═══ Material for this exercise ═══

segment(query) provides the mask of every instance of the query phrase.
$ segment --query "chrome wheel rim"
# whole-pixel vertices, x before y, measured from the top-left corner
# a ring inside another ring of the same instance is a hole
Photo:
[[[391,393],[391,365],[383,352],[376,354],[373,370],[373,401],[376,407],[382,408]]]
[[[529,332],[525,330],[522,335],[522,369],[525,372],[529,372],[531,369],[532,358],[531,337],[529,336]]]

═══

Please return all of the entries shown above, exactly as they stand.

segment(query) provides the mask of every instance of the query phrase.
$ segment --query "chrome wheel rim"
# whole-pixel vertices, x before y, measured from the top-left corner
# a ring inside another ring of the same instance is a hole
Photo:
[[[391,393],[391,365],[383,352],[376,354],[373,370],[373,401],[376,407],[382,408]]]
[[[529,332],[525,330],[522,335],[522,369],[525,372],[529,372],[531,369],[532,358],[531,337],[529,336]]]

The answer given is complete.